## De opdracht
Zet alle regels van het materiaal hieronder in een JSON-lijst van strings, met één string per regel. Lege regels neem je niet op.

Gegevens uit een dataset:
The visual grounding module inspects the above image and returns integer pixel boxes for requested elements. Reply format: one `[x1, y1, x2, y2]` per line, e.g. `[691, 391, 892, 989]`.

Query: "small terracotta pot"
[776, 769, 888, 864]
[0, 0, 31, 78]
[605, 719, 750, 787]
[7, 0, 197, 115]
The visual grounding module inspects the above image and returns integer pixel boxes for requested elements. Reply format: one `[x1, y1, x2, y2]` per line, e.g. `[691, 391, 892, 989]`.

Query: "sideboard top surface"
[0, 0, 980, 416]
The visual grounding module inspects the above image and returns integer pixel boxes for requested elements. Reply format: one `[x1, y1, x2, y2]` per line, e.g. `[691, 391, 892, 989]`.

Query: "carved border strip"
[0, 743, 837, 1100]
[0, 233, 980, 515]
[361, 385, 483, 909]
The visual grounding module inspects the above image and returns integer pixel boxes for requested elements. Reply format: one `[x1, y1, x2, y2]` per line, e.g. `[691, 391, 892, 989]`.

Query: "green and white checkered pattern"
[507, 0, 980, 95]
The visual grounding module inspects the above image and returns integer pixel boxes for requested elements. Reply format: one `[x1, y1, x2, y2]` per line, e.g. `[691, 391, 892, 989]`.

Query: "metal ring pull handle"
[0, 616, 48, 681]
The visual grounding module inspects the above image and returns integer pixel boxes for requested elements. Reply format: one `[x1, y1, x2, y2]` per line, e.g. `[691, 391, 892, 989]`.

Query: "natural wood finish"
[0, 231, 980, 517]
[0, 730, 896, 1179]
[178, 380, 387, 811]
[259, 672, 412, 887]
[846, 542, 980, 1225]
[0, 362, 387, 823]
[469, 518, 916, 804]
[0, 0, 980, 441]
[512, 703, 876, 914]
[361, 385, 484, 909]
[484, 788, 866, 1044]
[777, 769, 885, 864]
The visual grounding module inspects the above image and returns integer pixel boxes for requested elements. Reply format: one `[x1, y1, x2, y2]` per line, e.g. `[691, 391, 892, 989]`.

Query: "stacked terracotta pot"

## Uitwerking opdracht
[
  "The visual grounding module inspects the above image and returns integer pixel boxes for requested elements. Reply format: one `[x1, y1, x2, y2]` per line, e.g. `[691, 391, 892, 989]`.",
  "Query: \"small terracotta pot\"",
  "[776, 769, 888, 864]",
  "[0, 0, 31, 78]",
  "[605, 719, 750, 787]",
  "[7, 0, 197, 115]",
  "The visual grounding module inspects the above image and returns integer pixel boxes for requested elements. Reply format: one `[x1, y1, x2, y2]` per line, e.g. `[691, 391, 892, 989]`.",
  "Query: \"sideboard top surface\"",
  "[0, 0, 980, 416]",
  "The visual grounding module inspects the above image and returns integer pixel boxes for requested elements. Reply format: one `[x1, y1, x2, y2]` per line, e.g. `[691, 391, 892, 989]`.",
  "Query: \"carved border strip\"",
  "[0, 743, 837, 1100]",
  "[0, 233, 980, 515]",
  "[361, 385, 483, 909]",
  "The visual grounding module inspects the above image and returns integer pixel boxes for requested elements. Reply format: one `[x1, y1, x2, y2]` per line, e.g. `[691, 391, 892, 989]`.",
  "Query: \"green and white checkered pattern\"",
  "[507, 0, 980, 95]",
  "The visual grounding module inspects the above image and returns integer pixel boxes for requested elements. Reply format: one `[x1, y1, x2, y2]` per line, e.g. `[691, 391, 892, 989]`.",
  "Query: \"metal ring pull handle\"",
  "[0, 616, 48, 681]",
  "The visual grounding module inspects the above image and returns integer pixel boxes for requested elements. Reply format: one `[x1, y1, x2, y2]` per line, e.g. `[691, 391, 892, 989]`.",
  "Query: \"natural wood finish\"",
  "[0, 231, 980, 517]",
  "[0, 730, 896, 1179]",
  "[178, 380, 387, 811]",
  "[259, 672, 412, 887]",
  "[846, 542, 980, 1225]",
  "[0, 362, 387, 823]",
  "[469, 518, 916, 804]",
  "[0, 0, 980, 441]",
  "[512, 703, 876, 914]",
  "[361, 385, 484, 909]",
  "[484, 788, 866, 1044]",
  "[777, 769, 885, 864]",
  "The visual grounding module inspects the above image and returns integer pixel boxes for requested elements. Reply format: one `[x1, y1, x2, y2]` per line, e.g. `[691, 391, 892, 989]`.",
  "Query: \"stacked terracotta pot\""
]